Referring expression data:
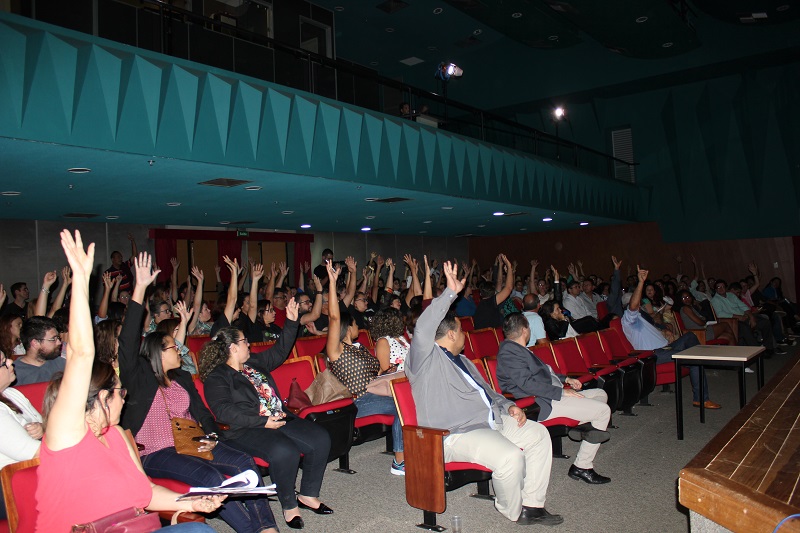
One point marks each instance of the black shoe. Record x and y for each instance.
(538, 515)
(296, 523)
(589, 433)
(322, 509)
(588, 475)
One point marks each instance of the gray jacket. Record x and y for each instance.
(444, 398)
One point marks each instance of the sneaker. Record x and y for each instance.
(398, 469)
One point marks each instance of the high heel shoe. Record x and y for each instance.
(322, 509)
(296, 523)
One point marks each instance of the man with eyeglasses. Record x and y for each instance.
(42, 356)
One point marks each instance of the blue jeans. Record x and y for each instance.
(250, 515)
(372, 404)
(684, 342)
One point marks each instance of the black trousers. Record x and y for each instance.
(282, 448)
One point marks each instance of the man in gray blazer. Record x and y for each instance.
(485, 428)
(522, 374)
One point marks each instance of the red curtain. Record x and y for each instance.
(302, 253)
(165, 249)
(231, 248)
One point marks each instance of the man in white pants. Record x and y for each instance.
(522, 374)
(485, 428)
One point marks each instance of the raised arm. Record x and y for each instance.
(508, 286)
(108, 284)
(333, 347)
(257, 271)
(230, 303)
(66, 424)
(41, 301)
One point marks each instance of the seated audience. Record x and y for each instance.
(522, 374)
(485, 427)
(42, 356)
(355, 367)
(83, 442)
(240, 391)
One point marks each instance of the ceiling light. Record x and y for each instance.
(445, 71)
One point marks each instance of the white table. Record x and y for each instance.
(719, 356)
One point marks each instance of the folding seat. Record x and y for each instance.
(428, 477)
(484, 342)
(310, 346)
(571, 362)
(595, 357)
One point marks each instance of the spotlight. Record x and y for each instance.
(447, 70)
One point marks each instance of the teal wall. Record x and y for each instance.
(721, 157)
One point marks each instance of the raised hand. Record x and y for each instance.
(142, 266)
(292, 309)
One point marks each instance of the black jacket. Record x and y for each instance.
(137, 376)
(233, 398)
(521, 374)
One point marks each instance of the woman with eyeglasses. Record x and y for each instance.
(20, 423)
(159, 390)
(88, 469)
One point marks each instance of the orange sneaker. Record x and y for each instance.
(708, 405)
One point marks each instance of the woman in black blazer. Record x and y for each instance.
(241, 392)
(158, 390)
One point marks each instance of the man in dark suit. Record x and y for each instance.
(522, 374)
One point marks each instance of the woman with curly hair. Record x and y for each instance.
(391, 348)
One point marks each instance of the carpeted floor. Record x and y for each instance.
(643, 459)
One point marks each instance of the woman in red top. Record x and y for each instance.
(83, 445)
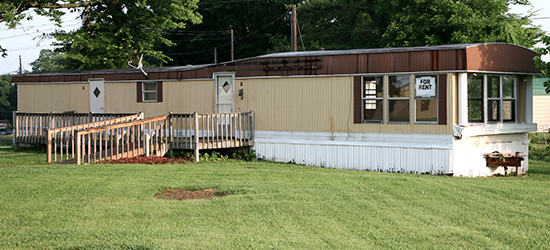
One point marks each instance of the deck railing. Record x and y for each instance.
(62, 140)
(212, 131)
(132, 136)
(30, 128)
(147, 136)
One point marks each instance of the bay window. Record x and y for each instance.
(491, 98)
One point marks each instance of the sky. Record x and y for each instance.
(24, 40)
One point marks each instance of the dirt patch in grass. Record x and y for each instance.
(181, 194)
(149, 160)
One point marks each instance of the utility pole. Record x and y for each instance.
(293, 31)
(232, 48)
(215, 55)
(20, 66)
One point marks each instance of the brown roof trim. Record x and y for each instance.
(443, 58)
...
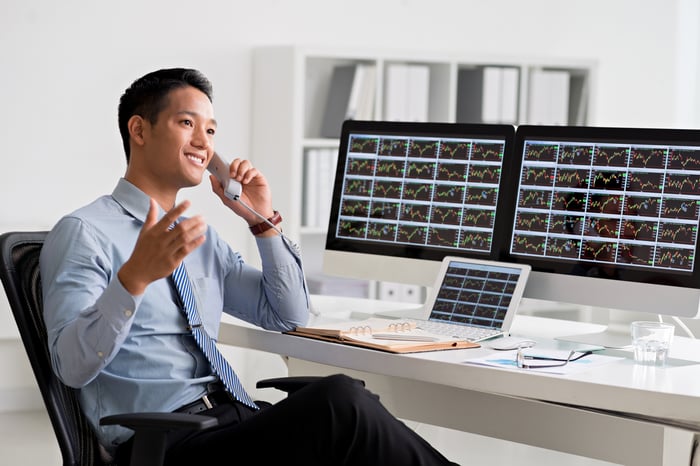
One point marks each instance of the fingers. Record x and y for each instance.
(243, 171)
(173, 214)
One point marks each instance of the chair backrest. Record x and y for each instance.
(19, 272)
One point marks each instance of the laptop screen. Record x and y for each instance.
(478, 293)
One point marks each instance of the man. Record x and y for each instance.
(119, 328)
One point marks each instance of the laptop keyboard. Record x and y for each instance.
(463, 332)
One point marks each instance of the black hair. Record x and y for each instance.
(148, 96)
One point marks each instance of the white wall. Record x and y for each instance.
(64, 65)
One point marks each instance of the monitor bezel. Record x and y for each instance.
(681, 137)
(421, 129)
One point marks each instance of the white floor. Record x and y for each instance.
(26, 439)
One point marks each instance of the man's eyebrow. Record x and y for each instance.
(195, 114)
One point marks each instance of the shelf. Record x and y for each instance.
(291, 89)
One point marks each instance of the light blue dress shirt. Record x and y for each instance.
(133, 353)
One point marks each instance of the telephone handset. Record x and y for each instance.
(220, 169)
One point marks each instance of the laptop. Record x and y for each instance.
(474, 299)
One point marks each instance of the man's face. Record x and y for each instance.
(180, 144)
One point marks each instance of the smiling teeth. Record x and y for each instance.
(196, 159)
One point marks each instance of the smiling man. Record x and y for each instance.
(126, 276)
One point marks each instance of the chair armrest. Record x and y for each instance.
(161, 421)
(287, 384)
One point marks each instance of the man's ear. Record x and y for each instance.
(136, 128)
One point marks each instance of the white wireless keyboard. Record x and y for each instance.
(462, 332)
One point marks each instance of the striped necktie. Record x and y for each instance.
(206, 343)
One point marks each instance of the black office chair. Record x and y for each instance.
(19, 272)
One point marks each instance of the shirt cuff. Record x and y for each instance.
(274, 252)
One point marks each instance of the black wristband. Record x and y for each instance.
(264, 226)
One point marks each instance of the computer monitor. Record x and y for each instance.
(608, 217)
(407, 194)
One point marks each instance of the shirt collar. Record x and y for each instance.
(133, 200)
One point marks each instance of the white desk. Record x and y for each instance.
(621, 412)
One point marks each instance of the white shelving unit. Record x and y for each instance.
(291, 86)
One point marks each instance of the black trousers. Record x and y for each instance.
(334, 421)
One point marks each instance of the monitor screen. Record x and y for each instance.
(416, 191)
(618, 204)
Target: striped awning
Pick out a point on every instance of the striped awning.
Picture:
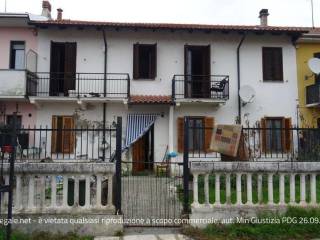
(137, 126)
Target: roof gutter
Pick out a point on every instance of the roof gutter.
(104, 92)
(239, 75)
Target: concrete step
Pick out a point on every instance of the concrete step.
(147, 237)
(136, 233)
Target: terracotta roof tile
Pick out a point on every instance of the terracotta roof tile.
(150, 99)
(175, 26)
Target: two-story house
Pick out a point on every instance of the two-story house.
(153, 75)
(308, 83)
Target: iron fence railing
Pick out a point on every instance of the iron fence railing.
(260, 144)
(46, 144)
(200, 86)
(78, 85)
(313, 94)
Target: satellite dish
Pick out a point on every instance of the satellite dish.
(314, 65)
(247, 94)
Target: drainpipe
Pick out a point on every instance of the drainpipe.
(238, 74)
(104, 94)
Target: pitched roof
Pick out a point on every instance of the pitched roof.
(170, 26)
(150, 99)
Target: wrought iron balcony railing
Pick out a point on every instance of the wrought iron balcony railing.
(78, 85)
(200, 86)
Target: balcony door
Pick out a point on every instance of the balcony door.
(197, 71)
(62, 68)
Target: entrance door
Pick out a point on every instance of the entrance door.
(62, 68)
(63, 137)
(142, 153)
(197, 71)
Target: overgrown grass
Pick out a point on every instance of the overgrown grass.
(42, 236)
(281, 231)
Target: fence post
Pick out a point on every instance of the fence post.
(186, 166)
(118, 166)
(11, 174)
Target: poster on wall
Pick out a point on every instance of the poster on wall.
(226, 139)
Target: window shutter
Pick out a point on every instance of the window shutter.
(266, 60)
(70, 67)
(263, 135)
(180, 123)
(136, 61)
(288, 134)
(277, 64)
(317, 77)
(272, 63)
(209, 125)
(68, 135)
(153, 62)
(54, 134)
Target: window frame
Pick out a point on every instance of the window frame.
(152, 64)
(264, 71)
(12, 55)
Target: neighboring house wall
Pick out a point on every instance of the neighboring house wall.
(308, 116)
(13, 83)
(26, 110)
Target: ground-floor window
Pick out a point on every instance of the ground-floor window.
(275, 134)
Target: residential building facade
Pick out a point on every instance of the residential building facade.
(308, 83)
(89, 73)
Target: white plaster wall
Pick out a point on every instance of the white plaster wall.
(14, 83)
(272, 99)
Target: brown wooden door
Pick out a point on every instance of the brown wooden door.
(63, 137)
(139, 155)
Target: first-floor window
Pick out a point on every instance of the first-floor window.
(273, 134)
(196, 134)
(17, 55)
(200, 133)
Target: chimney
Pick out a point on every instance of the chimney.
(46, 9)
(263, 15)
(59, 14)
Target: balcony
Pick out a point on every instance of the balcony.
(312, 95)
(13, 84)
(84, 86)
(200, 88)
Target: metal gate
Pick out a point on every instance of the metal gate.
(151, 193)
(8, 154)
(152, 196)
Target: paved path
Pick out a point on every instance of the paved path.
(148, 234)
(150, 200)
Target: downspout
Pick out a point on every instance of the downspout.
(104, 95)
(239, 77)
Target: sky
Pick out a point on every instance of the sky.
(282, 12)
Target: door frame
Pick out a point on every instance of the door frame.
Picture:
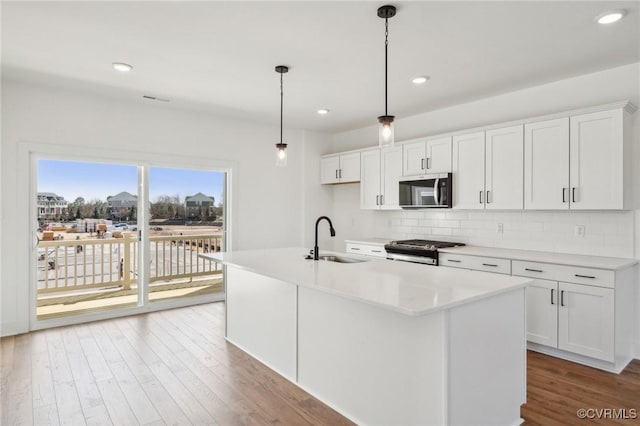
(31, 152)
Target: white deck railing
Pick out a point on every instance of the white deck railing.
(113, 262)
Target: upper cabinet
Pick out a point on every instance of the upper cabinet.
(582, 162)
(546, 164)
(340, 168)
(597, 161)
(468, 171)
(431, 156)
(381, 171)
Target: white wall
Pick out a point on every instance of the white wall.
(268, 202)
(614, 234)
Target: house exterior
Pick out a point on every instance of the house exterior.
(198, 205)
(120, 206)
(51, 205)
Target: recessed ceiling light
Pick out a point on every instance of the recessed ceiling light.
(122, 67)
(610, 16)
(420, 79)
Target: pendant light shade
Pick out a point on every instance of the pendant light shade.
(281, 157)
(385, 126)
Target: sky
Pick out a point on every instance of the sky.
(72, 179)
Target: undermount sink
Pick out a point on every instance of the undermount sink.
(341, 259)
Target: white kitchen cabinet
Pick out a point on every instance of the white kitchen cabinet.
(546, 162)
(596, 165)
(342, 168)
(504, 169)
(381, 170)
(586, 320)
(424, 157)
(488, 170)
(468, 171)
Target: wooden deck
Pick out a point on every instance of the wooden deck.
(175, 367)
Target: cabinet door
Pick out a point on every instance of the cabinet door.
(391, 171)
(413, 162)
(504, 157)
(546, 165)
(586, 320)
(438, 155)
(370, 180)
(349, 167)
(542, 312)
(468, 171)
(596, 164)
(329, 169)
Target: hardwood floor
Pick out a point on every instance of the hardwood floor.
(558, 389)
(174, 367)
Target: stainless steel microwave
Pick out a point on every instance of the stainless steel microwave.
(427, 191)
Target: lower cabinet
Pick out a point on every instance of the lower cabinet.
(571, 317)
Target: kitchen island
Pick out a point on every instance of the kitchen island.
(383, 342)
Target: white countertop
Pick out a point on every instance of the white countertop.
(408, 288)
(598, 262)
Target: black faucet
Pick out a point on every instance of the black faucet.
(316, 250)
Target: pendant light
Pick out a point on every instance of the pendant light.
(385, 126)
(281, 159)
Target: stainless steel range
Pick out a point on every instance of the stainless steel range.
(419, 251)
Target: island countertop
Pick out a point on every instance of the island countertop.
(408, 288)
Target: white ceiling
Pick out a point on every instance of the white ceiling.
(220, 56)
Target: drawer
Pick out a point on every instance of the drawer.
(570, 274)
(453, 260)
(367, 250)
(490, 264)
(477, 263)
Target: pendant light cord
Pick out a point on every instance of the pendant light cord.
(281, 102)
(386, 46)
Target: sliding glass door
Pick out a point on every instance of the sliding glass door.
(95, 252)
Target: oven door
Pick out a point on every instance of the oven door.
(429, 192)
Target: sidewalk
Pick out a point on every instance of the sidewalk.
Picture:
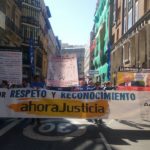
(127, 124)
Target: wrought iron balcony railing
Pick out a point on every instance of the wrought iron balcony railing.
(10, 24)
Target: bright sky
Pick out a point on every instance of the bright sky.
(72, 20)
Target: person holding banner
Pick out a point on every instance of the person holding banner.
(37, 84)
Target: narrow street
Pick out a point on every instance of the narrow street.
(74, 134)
---
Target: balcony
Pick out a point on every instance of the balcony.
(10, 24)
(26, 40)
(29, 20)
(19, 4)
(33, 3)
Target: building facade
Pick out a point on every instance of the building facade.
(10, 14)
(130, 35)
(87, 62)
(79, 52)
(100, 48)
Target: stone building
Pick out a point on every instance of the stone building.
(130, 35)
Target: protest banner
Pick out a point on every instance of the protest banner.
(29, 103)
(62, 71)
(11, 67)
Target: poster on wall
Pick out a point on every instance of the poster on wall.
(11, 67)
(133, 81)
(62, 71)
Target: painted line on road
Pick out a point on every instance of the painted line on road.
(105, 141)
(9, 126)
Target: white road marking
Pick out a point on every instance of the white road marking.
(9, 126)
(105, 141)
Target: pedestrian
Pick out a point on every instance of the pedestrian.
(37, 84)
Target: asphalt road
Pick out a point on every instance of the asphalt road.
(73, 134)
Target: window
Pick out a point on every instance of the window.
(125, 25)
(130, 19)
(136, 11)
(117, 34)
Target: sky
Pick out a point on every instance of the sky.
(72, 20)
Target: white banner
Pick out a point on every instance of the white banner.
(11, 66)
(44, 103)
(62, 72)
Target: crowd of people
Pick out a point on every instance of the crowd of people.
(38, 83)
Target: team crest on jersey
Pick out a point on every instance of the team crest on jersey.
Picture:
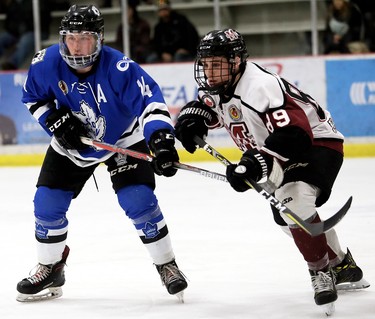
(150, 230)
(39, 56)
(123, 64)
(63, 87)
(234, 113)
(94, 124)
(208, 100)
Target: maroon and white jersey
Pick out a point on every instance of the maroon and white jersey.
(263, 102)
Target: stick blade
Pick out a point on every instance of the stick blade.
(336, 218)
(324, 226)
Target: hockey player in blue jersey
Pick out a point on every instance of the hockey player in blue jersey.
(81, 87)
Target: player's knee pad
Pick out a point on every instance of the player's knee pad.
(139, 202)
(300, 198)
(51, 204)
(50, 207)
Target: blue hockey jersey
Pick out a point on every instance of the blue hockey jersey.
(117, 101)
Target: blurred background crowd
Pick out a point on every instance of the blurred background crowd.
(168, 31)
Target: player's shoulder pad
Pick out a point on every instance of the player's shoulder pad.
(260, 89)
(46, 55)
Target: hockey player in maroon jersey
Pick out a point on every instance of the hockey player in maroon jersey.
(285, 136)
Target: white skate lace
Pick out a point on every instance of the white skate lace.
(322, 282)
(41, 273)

_Work required_
Extract from the records above the lines from the one containing "Target: two-story house" to the one containing "Target: balcony door", both lines included, exactly as they appear and with nothing else.

_Answer box_
Target: two-story house
Pick out a point on every instance of the two-story house.
(153, 75)
(308, 83)
Target: iron fence railing
Pick out a point on every instance of the iron fence railing.
(260, 144)
(46, 144)
(200, 86)
(78, 85)
(313, 94)
Target: satellite dish
Pick out a point on every instance of the satellite dish.
(314, 65)
(247, 94)
Target: drainpipe
Pick out a point on every instance of the drainpipe.
(238, 74)
(104, 94)
Target: pitched roof
Pick out a point on every instance of the pitched roof.
(170, 26)
(150, 99)
Target: wrought iron balcony railing
Pick out a point on every instance of the wrought iron balcony railing.
(78, 85)
(200, 86)
Target: balcony door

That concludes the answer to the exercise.